[INSTRUCTION]
Pull out each line of the material below that contains the word "window", and treat uppercase and lowercase as different.

[RECORD LIST]
▽
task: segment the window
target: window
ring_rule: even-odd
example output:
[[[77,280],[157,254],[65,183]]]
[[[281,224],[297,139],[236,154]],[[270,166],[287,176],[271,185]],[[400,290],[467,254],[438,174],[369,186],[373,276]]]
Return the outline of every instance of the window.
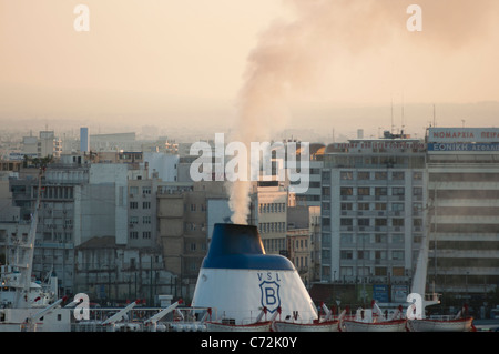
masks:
△
▽
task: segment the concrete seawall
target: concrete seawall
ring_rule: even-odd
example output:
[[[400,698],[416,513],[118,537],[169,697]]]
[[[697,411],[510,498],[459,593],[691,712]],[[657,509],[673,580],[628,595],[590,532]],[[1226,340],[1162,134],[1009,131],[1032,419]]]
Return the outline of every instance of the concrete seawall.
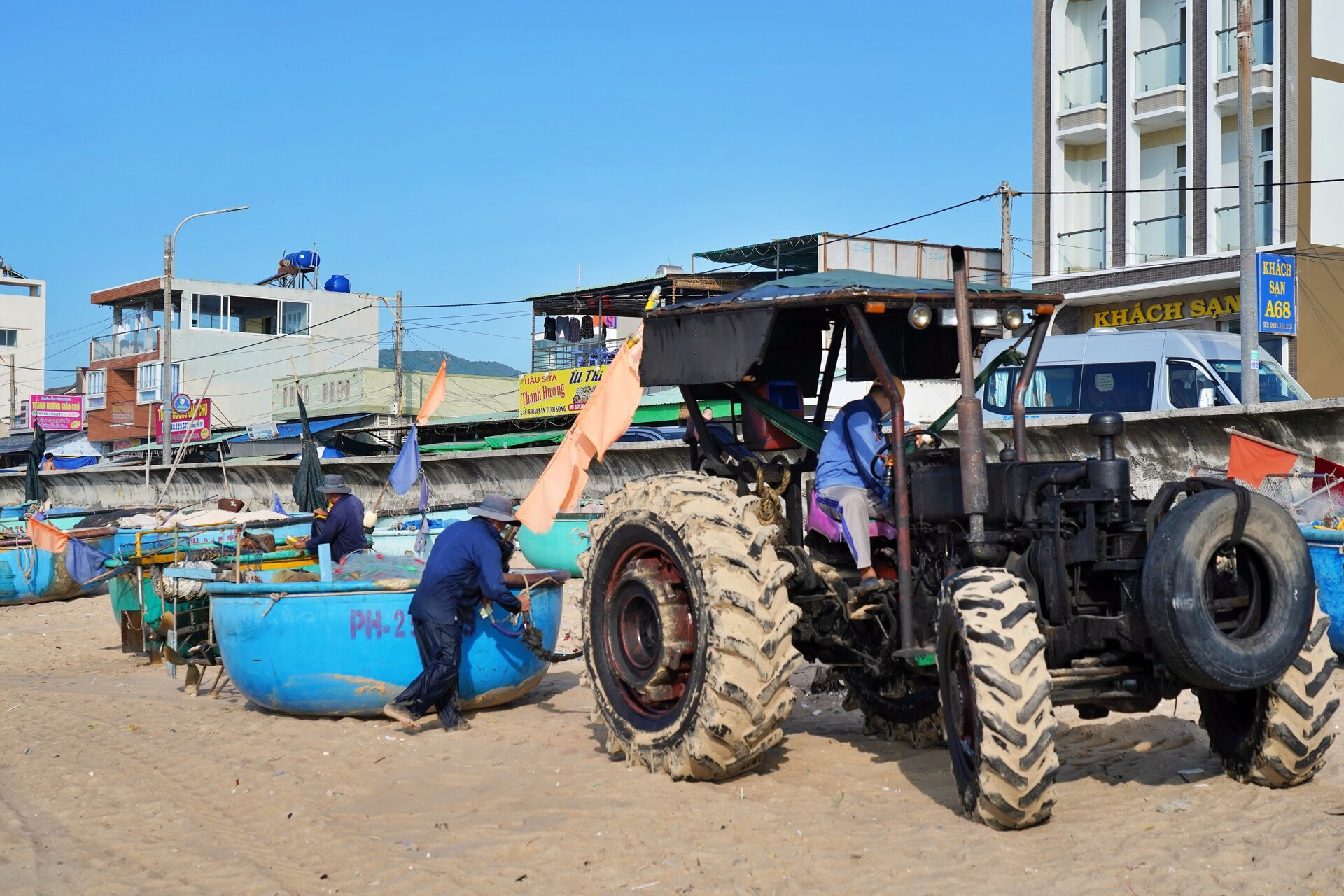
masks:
△
▽
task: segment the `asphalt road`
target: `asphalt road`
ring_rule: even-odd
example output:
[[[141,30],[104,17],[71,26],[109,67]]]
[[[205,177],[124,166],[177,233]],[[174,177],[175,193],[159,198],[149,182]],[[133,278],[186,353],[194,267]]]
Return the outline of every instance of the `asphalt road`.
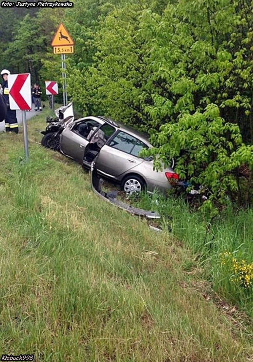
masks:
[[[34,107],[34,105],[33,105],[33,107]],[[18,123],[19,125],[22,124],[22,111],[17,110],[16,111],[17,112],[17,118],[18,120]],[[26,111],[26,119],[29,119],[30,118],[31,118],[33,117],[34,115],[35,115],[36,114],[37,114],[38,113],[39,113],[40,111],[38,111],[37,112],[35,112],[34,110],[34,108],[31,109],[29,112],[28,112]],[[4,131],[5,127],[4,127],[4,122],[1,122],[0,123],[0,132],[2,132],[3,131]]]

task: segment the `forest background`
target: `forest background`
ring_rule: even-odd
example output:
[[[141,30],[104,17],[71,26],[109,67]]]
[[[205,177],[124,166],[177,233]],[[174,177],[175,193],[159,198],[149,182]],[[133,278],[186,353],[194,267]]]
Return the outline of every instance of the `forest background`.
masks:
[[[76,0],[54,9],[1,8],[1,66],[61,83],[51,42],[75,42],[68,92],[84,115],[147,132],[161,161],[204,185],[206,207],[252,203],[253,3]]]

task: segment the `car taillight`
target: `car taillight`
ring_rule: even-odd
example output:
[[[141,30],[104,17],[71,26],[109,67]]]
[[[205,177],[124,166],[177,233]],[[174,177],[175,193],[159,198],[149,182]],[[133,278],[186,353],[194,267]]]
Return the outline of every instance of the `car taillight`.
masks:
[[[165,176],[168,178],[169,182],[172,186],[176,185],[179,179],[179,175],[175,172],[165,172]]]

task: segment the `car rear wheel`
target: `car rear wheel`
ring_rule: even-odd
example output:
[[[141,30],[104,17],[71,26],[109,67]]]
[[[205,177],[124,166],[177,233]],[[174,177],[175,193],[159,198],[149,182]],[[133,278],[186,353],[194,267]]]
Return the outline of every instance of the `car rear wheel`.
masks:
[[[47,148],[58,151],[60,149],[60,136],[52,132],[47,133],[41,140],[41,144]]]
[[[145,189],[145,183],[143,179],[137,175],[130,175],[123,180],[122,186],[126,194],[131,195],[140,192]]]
△
[RESPONSE TO THIS EXERCISE]
task: segment the window
target: window
Return the outline of every instance of the window.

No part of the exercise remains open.